Sống

E n 1969, le Viêt Nam est coupé en deux, de part et d’autre du 17ème parallèle. Cela fait quatorze années que les États-Unis ont décidé de s’engager activement dans le conflit pour défendre l’administration du Sud. La guerre fait rage, surtout depuis la création, en 1960, du Front National de Libération (FNL), organisation révolutionnaire fondée pour mener la lutte armée. C’est dans ce contexte particulier que Linh, 16 ans, décide de quitter Bến Tre pour rejoindre le maquis, à la frontière cambodgienne, et y rencontrer son père pour la première fois.

Voici le début du témoignage que Hai-Anh recueille peu à peu auprès de sa mère. À travers son récit, il est évidemment question d’aborder les enjeux d’un conflit qui s’est enlisé pendant de longues années ainsi que le quotidien dans le maquis, rythmé par la crainte des avions en survol et la difficulté à se nourrir. Toutefois, il ne s’agit là que de l’une des facettes de ce brillant album. L’auteure développe également la relation particulière avec celle qu'elle appelle Me (maman en vietnamien), dont elle se sent si proche mais qui est parfois si loin, et l’importance de la transmission. Ayant grandi à Paris, la jeunesse de la scénariste aura été marquée par la force de l’attachement familial à son pays d’origine. Au point que sa mère n’aura jamais appris le français, malgré de longues années passées en France avant de retourner au Viêt Nam.

Consigne
Poursuivez le texte consacré à l'album Sống à partir de sa dernière phrase.

Entrées fournies

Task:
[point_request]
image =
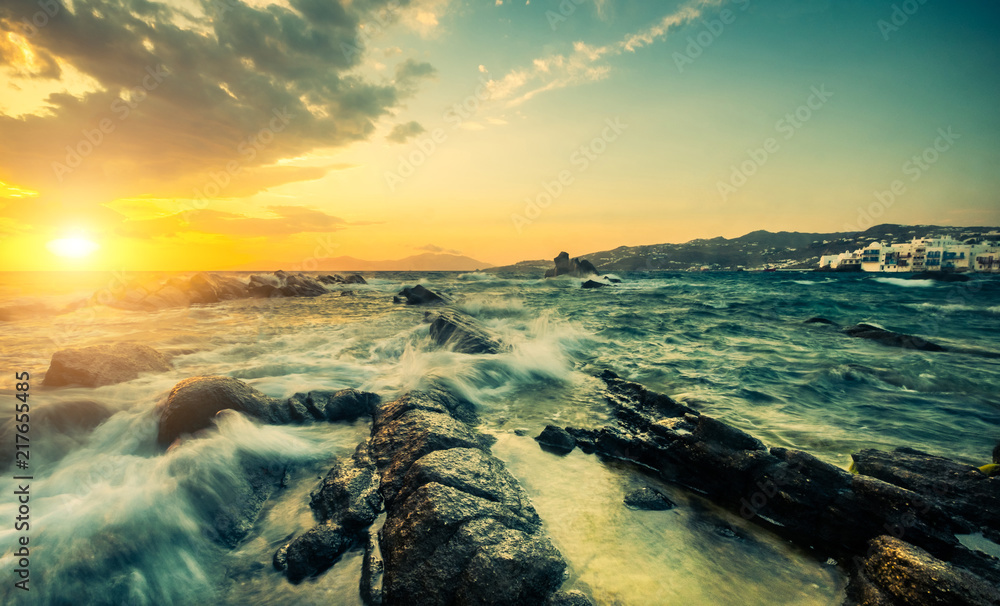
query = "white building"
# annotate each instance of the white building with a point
(921, 254)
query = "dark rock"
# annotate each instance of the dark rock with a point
(573, 267)
(895, 572)
(648, 499)
(461, 332)
(103, 365)
(193, 403)
(556, 439)
(818, 320)
(418, 295)
(961, 490)
(569, 598)
(890, 338)
(315, 551)
(349, 494)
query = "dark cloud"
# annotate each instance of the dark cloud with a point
(437, 249)
(401, 133)
(186, 95)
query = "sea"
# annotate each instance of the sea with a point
(109, 523)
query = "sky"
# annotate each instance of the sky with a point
(258, 134)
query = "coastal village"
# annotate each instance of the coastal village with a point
(919, 255)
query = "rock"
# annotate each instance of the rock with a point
(897, 573)
(648, 499)
(569, 598)
(961, 490)
(573, 267)
(890, 338)
(461, 332)
(315, 551)
(818, 320)
(556, 439)
(103, 365)
(418, 295)
(459, 529)
(349, 494)
(193, 403)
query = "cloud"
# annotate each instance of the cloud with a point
(437, 249)
(401, 133)
(183, 90)
(586, 63)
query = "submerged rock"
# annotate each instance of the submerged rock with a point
(193, 403)
(572, 267)
(896, 572)
(890, 338)
(418, 295)
(648, 499)
(103, 365)
(556, 439)
(461, 332)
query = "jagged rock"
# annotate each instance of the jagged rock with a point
(193, 403)
(418, 295)
(556, 439)
(315, 551)
(459, 529)
(896, 573)
(648, 499)
(103, 365)
(961, 490)
(890, 338)
(461, 332)
(349, 494)
(573, 267)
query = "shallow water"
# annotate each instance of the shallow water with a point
(108, 513)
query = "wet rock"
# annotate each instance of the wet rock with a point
(461, 332)
(569, 598)
(418, 295)
(890, 338)
(315, 551)
(103, 365)
(459, 528)
(895, 572)
(556, 439)
(573, 267)
(648, 499)
(193, 403)
(961, 490)
(349, 494)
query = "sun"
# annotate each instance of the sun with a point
(72, 248)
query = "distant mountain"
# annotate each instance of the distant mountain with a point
(421, 262)
(758, 249)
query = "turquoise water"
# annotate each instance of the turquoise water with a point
(732, 345)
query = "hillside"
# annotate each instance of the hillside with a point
(755, 250)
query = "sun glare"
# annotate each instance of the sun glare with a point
(72, 248)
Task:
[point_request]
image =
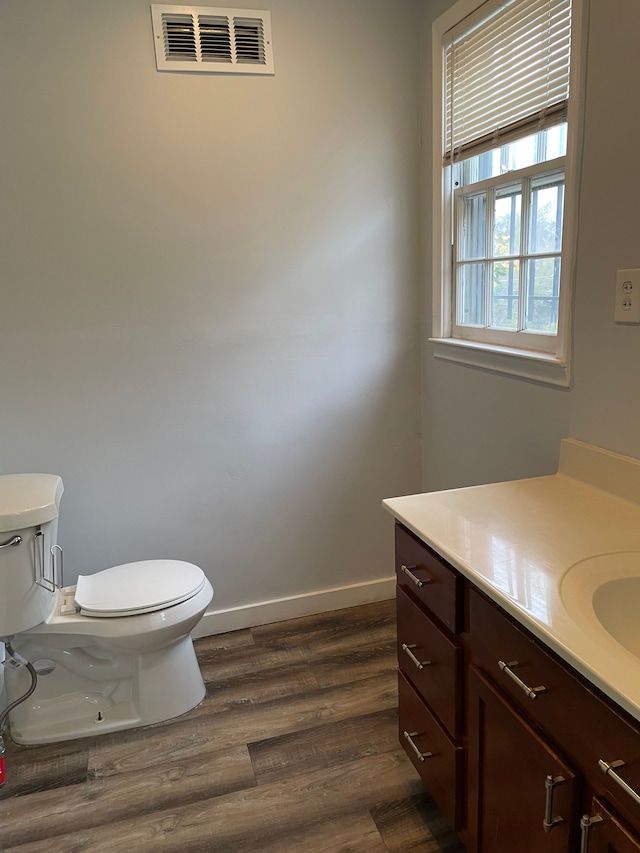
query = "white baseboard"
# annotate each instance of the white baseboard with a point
(306, 604)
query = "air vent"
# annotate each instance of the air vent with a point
(193, 38)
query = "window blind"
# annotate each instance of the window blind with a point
(506, 75)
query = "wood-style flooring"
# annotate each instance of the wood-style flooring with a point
(293, 750)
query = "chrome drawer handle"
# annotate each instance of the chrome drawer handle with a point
(608, 769)
(419, 583)
(422, 756)
(532, 692)
(420, 664)
(550, 783)
(585, 825)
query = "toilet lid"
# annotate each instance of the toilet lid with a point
(135, 588)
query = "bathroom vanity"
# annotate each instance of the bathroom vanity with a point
(519, 655)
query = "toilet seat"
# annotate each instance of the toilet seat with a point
(136, 588)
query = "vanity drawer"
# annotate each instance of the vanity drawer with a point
(431, 661)
(582, 722)
(440, 767)
(429, 579)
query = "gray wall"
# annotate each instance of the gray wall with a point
(211, 294)
(479, 427)
(209, 289)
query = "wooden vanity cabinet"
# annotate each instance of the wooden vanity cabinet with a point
(508, 738)
(430, 671)
(523, 795)
(605, 832)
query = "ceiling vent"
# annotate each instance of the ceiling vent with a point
(197, 38)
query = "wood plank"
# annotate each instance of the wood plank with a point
(329, 629)
(29, 770)
(253, 688)
(356, 833)
(324, 746)
(107, 800)
(415, 824)
(256, 815)
(315, 702)
(245, 725)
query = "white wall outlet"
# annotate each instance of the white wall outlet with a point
(627, 296)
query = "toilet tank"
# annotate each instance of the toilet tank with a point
(29, 506)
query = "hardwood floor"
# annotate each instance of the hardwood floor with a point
(294, 748)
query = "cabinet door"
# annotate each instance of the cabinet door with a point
(511, 769)
(608, 833)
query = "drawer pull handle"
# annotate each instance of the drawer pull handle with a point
(532, 692)
(422, 756)
(420, 664)
(419, 583)
(608, 768)
(585, 826)
(550, 784)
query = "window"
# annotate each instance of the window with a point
(505, 159)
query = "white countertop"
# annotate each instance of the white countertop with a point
(518, 540)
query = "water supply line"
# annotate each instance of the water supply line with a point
(13, 660)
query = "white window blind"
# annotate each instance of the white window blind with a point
(506, 75)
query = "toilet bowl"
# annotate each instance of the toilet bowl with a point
(113, 651)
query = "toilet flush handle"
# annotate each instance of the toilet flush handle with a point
(58, 579)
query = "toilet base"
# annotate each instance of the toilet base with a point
(148, 688)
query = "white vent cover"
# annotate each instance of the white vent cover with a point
(196, 38)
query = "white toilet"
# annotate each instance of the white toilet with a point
(112, 652)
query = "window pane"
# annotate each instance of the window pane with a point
(474, 225)
(470, 295)
(504, 294)
(507, 208)
(543, 285)
(547, 196)
(537, 148)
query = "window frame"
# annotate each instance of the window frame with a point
(513, 353)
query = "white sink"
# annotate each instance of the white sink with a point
(602, 593)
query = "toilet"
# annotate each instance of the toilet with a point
(113, 651)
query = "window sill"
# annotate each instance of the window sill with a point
(525, 364)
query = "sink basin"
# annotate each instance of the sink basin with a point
(603, 592)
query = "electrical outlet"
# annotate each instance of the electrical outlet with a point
(627, 296)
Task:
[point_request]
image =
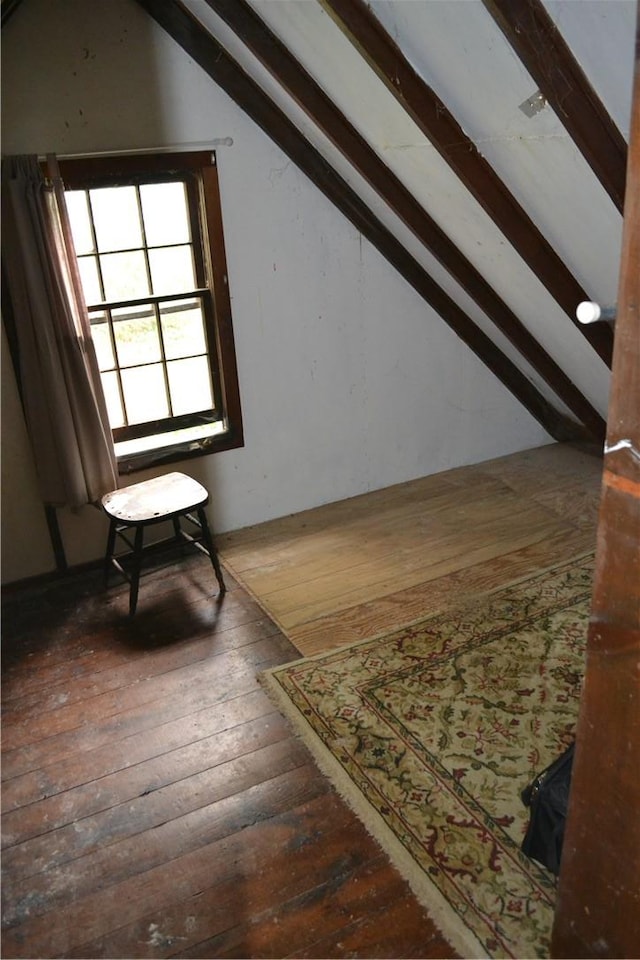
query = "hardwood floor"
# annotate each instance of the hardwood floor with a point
(155, 803)
(350, 570)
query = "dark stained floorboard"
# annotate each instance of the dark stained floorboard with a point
(155, 803)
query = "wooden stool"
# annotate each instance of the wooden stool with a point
(153, 501)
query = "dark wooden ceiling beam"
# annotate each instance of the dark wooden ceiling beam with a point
(598, 904)
(548, 58)
(275, 56)
(437, 123)
(205, 50)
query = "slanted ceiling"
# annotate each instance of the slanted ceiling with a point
(480, 146)
(418, 120)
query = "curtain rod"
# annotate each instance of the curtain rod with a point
(166, 148)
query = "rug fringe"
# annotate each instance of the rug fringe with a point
(440, 912)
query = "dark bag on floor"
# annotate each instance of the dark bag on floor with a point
(548, 798)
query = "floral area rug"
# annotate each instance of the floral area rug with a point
(432, 731)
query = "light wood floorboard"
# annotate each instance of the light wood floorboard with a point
(349, 570)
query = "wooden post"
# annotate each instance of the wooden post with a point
(598, 907)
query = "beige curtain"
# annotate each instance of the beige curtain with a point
(57, 368)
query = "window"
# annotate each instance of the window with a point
(148, 237)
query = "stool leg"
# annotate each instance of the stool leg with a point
(177, 531)
(111, 540)
(136, 563)
(213, 553)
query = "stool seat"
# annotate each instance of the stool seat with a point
(154, 500)
(169, 497)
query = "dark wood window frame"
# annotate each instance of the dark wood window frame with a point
(198, 169)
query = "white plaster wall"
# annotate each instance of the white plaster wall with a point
(349, 382)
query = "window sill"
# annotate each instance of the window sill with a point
(131, 460)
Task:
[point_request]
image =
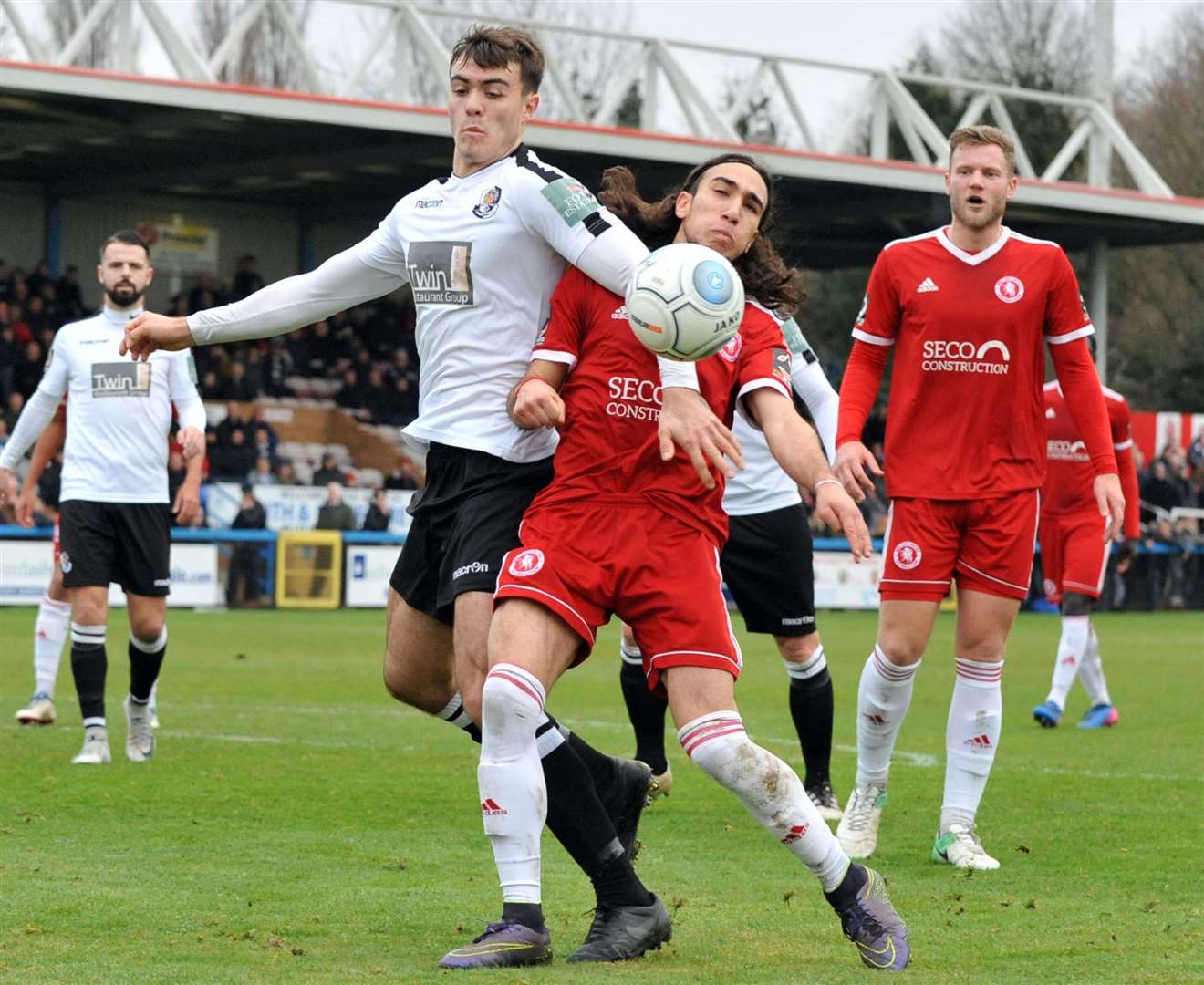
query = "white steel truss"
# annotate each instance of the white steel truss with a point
(410, 40)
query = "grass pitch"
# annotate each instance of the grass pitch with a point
(297, 825)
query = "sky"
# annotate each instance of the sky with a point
(864, 33)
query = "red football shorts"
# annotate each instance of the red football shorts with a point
(1074, 554)
(986, 544)
(660, 575)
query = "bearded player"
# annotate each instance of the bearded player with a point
(967, 308)
(600, 540)
(1074, 559)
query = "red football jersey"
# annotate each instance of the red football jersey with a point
(1069, 478)
(964, 413)
(608, 444)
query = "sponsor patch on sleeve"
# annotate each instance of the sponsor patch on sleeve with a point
(796, 341)
(782, 365)
(571, 199)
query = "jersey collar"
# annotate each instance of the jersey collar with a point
(452, 181)
(973, 259)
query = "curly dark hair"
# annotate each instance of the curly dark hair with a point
(764, 274)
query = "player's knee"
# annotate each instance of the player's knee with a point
(1074, 604)
(986, 649)
(424, 685)
(798, 649)
(147, 628)
(901, 649)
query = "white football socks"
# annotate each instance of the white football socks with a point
(883, 699)
(770, 789)
(49, 635)
(1091, 672)
(513, 793)
(971, 736)
(1072, 651)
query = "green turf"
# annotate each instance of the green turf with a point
(296, 825)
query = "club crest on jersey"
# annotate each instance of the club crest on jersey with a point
(907, 555)
(861, 315)
(526, 563)
(1009, 289)
(732, 347)
(486, 207)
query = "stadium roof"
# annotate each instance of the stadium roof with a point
(75, 131)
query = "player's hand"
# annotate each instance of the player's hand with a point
(836, 508)
(150, 331)
(689, 424)
(25, 507)
(192, 440)
(853, 461)
(537, 405)
(1112, 503)
(188, 504)
(1127, 555)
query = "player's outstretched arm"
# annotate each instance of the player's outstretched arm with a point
(342, 282)
(535, 401)
(47, 447)
(188, 499)
(150, 333)
(854, 462)
(1112, 503)
(689, 424)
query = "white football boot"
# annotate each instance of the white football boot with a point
(140, 737)
(40, 710)
(857, 831)
(960, 846)
(95, 748)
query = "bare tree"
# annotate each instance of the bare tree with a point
(100, 51)
(265, 56)
(1158, 294)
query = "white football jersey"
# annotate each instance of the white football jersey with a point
(119, 410)
(763, 485)
(483, 255)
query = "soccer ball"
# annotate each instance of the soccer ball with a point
(685, 301)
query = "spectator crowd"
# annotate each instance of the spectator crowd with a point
(366, 360)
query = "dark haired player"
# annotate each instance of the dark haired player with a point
(482, 251)
(1074, 556)
(767, 566)
(115, 515)
(600, 540)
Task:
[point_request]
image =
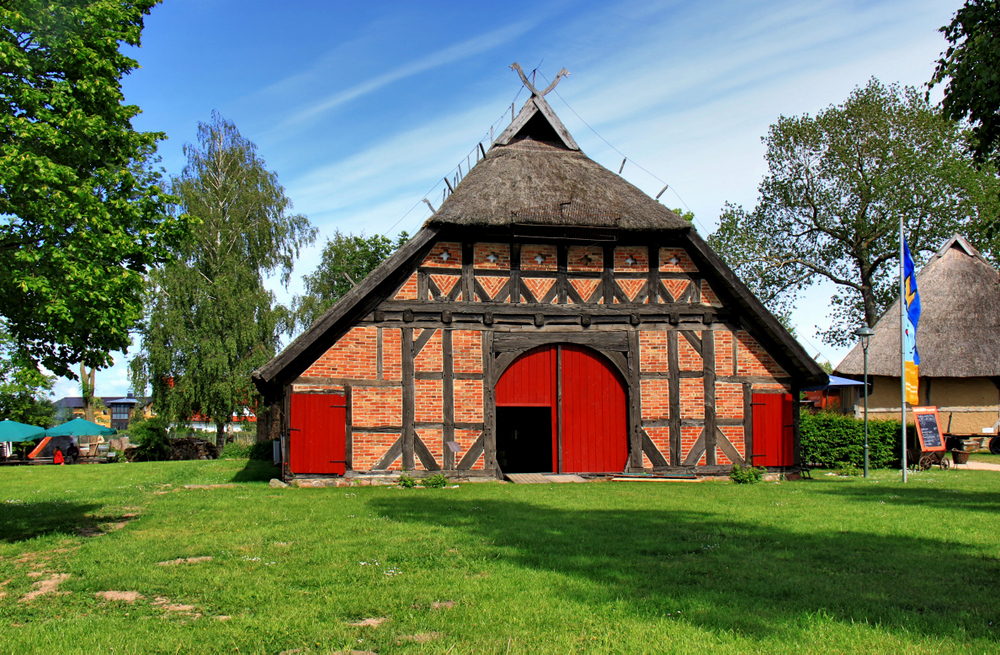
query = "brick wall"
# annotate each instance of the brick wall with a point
(467, 351)
(429, 358)
(465, 439)
(639, 256)
(655, 399)
(754, 360)
(468, 401)
(501, 256)
(728, 400)
(377, 406)
(427, 401)
(432, 438)
(369, 448)
(353, 356)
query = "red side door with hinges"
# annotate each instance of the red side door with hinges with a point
(318, 440)
(773, 440)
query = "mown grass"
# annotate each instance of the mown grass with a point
(828, 565)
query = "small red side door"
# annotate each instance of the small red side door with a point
(772, 430)
(318, 439)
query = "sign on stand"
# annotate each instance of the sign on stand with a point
(929, 428)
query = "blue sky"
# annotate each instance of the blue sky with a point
(362, 107)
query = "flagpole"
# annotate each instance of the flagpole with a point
(902, 343)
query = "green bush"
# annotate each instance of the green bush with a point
(747, 474)
(153, 440)
(436, 481)
(263, 451)
(837, 441)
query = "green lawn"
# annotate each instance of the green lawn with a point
(827, 565)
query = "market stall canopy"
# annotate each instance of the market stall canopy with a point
(836, 382)
(14, 431)
(79, 427)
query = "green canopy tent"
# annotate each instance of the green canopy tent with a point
(14, 431)
(79, 427)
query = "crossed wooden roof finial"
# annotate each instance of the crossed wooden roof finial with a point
(531, 87)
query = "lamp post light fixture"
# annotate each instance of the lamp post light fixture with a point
(865, 334)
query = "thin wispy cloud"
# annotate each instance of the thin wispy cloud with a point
(467, 48)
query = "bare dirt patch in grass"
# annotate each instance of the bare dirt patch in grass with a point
(165, 604)
(126, 596)
(372, 622)
(186, 560)
(212, 486)
(422, 638)
(43, 587)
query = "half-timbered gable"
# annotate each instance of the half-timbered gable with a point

Réponse attendue
« Retourner au Viêt Nam » : voilà d’ailleurs une expression que Hai-Anh fait sienne lorsqu’elle explore ses origines et évoque ses séjours à près de 10 000 kilomètres de la France. Au fil de chacun des chapitres de Sống, le lecteur comprend ainsi progressivement ce que peut signifier, intimement, d’avoir deux pays et d’en embrasser conjointement les cultures.

Pour leur première publication, Hai-Anh et Pauline Guitton signent un album d’une impressionnante maturité, au trait épuré et d’une grande élégance. Deux auteures à suivre de près.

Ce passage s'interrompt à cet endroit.